** BEGIN RECORDS SUPPLIED **
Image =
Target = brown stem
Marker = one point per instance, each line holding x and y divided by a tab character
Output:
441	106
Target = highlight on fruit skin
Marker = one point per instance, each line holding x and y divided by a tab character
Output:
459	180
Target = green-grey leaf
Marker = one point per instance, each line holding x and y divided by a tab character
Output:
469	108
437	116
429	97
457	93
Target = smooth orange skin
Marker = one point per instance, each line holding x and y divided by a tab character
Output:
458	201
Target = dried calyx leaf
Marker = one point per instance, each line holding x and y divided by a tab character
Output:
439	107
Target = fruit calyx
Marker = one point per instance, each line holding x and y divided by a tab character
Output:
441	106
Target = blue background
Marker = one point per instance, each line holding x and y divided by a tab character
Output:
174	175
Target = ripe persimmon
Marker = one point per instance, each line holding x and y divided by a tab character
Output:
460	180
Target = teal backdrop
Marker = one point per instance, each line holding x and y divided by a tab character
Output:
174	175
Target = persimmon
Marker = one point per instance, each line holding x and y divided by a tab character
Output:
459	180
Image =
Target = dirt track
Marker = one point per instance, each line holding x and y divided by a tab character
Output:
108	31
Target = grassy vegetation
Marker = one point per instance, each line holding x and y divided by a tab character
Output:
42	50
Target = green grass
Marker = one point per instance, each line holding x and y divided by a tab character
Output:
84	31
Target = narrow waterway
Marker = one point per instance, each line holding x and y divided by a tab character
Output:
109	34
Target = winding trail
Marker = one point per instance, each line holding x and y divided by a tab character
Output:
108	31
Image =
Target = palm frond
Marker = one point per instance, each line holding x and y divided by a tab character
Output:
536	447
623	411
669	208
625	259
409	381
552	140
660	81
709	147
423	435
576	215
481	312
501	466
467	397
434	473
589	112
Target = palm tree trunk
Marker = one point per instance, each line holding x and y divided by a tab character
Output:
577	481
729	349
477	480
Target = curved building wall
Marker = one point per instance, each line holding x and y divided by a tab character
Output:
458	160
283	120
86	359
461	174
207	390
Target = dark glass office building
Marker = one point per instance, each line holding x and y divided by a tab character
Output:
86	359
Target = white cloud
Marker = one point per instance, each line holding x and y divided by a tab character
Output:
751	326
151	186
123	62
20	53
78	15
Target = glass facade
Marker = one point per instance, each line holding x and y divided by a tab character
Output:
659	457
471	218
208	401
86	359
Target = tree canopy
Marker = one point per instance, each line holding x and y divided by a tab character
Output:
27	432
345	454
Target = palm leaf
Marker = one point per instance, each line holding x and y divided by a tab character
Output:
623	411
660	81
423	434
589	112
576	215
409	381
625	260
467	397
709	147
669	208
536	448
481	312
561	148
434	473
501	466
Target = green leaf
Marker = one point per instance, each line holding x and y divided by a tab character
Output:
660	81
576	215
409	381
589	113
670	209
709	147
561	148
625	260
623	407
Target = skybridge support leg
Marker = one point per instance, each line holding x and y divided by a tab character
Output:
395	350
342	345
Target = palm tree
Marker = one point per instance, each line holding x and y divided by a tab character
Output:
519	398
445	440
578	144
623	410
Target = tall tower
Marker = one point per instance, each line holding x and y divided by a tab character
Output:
** END RECORDS SUPPLIED **
Output all of the data above without any alteration.

▸ **RESPONSE**
Image =
Target = brown stem
Marker = one point per instance, each line holding x and y divided by a tab character
Output:
441	106
Target = highlight on fruit skin
Marker = one point per instance, each line holding x and y divided by a tab character
Output:
459	180
Target = green-grey leaf
Marker = one point per instance, each line holding x and y divided by a tab character
Output:
469	108
437	116
429	97
457	93
Target = smooth orange skin
Marker = one point per instance, each line holding x and y divided by a tab character
Output:
458	201
Target = dried calyx leaf
Marker = one point per instance, each line holding x and y divided by a tab character
Output:
439	107
Target = fruit calyx
Marker = one point per instance, each line holding x and y divided by a tab character
Output:
441	106
Target = blue background
Marker = one point per instance, each line holding x and y divided by a tab character
Output:
174	175
Target = ripe persimmon
Marker = one point per instance, each line holding x and y divided by a tab character
Output:
460	180
Target = teal backdrop
Marker = one point per instance, each line holding x and y divided by a tab character
Output:
174	175
Target = persimmon
Marker = one point per instance, each line holding x and y divided by a tab character
Output:
459	180
Image =
Target = dirt track
Marker = one point per instance, each line holding x and y divided by a tab character
Output:
108	31
Target = grassy vegetation
Marker = one point per instance, each line holding x and y divided by a tab character
Output:
42	50
Target = green grass
Marker = one point per instance, each line holding x and y divided by a tab character
Output:
84	31
Target = narrow waterway
Marker = one point per instance, each line holding x and y divided by a tab character
Output:
109	34
Target = winding trail
Marker = one point per instance, each line holding x and y divided by a tab character
Output:
108	31
Image =
Target = palm frond
Marker = one point per instance, each line holding x and y divided by a tab character
Output:
536	447
623	411
669	208
625	259
409	381
552	140
660	81
709	147
423	435
576	215
481	312
501	466
467	397
434	473
589	112
Target = palm tree trunk
Marker = one point per instance, each line holding x and y divided by a tab character
Output:
577	481
729	349
477	480
Target = curved building wall
Marker = one point per instance, each line holding x and y divided by a tab character
Output:
458	160
283	120
86	359
461	174
207	390
Target = dark glass office building
Marker = one point per instance, each line holding x and y divided by a tab character
Output:
86	359
Target = white cloud
Marker = one point per instance, each line holding x and y divided by a tab character
Output:
751	326
151	186
123	62
20	53
78	15
Target = glass facade
Marker = one point per instance, each line holding x and y divided by a tab character
Output:
659	457
471	218
208	401
86	359
Target = tree canopy
Marker = one point per instance, each line holding x and y divided by a tab character
Output:
27	432
345	454
Target = palm leaf
Marker = one point per instance, each line holding x and y divided by a tab character
Output:
623	411
660	81
423	434
589	112
576	215
409	381
625	260
467	397
709	147
669	208
536	448
481	312
561	148
434	473
501	466
Target = green leaf
Marker = one point per instance, each line holding x and y divided by a tab character
Output:
660	81
576	215
409	381
589	113
670	209
709	147
561	148
625	260
623	407
Target = skybridge support leg
Marker = one point per instance, each line holding x and y divided by a tab character
Output:
395	350
342	345
Target = palm tree
Marker = one point per instance, each line holding x and y divided by a tab character
Output:
519	398
445	440
578	144
623	410
Target = tall tower
Marker = one point per instance, each line holding x and y divided by a tab character
Output:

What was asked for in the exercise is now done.